## Document section
# # #
What are you currently reading?
What did you recently finish reading?
What do you think you’ll read next?

It’s been over a month since I last wrote a WWW post so I thought it was time for another one.

I’m currently reading: just one book – Great Britain’s Great War by Jeremy Paxman. I began it in November because it was the 100th  anniversary of the end of the First World War and I wanted to know more about it.

Great Britain's Great War

So far I’ve read just over half the book – now just starting to read about 1916 and the situation in Ireland. It’s written chronologically, analysing the causes of the war and why people at the time believed it to be unavoidable and even necessary. Paxman writes clearly and goes into detail which means it’s not a quick read and I’m taking it slowly. He writes about the people involved – the men who enlisted and those who were conscripted, the conditions they experienced from the trenches to the French brothels they frequented. It’s also about life back in Britain and the changes the war brought about. It is fascinating.

This morning I finished:

The Division Bell Mystery

Qnother fascinating book – The The Division Bell Mystery first published in 1932 by Ellen Wilkinson, a 1930s politician, about a murder in the House of Commons.  One of the reasons I enjoyed this so much is the setting in the House of Commons and the details it gives of not only the procedures and traditions, but a look behind the scenes and what it was like for the early women MPs. It’s a good murder mystery too!

My next book could be:

It’s time to start another novel but I am torn, as usual, and am trying to decide what to read next. It will probably be The Accordionist by Fred Vargas as it is a library book dues back at the beginning of January.

The Accordionist (Three Evangelists 3)

It’s the final novel in the Three Evangelists Trilogy – I’ve read the first two. This one has the same characters – three thirty-something historians, Mathias, Marc and Lucien, all specialists in three different periods of history, who live in a rambling house in Paris.

I love Fred Vargas’s quirky crime fiction, with eccentric characters and intricate plots that I find so difficult to solve. This one is about the murder of two Parisian women killed in their homes. The police suspect young accordionist Clément Vauquer and it seems like an open-and-shut case.

Have you read any of these books?  Do any of them tempt you?
# # #
## Data extract
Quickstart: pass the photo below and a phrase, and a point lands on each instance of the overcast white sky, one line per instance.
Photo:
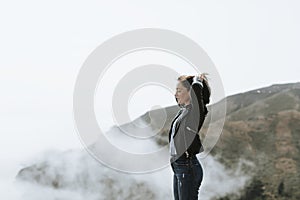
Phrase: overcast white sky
(43, 44)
# # #
## Problem requirements
List the title of every book named in the reading post, together with its author as the post gives it. Answer from the reading post alone.

## Final result
Great Britain's Great War by Jeremy Paxman
The Division Bell Mystery by Ellen Wilkinson
The Accordionist by Fred Vargas